▸ **Material for this exercise**:
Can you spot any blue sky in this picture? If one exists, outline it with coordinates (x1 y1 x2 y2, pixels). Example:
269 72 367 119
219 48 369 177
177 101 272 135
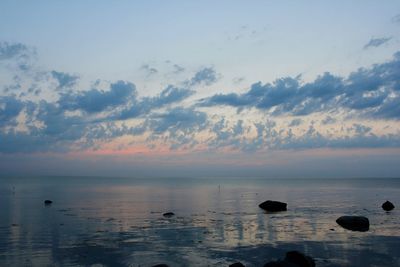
0 1 400 177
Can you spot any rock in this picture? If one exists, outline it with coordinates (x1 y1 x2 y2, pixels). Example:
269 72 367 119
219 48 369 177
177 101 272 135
284 251 315 267
336 216 369 232
382 201 394 211
258 200 287 212
264 251 315 267
163 212 175 218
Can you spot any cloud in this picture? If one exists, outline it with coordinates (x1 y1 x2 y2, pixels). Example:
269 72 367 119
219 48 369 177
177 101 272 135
114 85 194 120
140 64 158 77
199 52 400 119
392 14 400 23
321 116 336 125
289 119 304 127
187 67 219 86
0 42 36 71
0 42 30 60
0 44 400 156
50 70 79 89
0 96 24 127
150 107 207 134
364 37 392 49
58 81 137 113
172 64 185 74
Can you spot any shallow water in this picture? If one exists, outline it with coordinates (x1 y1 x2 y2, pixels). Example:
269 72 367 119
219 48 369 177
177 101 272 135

▸ **What is required**: Rewrite every line of the items above, requests included, and leave the pictures out. Multiply each bounding-box coordinate in the answers by 2.5 and round to whole numbers, with halves rounded up; keep the numbers in the requests and their format samples unchanged.

▸ **Full answer**:
Can you spot any blue sky in this picture? If one exists, outline it with coordinates (x1 y1 x2 y2, pixels). Example:
269 72 367 119
219 48 369 177
177 101 272 135
0 3 1000 443
Can you spot any rock in this picture? If one exists, outline it with coordinates (x1 y1 x2 y2, pixels). Example:
269 72 367 119
219 48 369 177
177 101 272 135
710 628 788 668
840 540 923 580
955 503 985 528
645 500 718 530
660 628 788 668
408 530 438 545
Can you spot any cloud in this picture? If one exists, outline it with coordinates (x1 y1 x2 y2, pixels). Example:
269 72 367 119
219 48 369 177
177 101 272 135
285 213 485 300
350 160 395 193
498 130 1000 298
980 35 1000 58
803 290 840 313
723 298 760 318
468 168 548 215
0 105 90 178
0 105 75 150
0 110 1000 390
125 175 198 223
0 240 60 318
375 268 518 335
910 93 980 123
145 203 343 283
430 160 463 185
Can you spot any shallow water in this picture? If one exists, outline it with coordinates (x1 y1 x2 y2, pixels). Example:
269 72 367 119
219 48 369 177
177 101 272 135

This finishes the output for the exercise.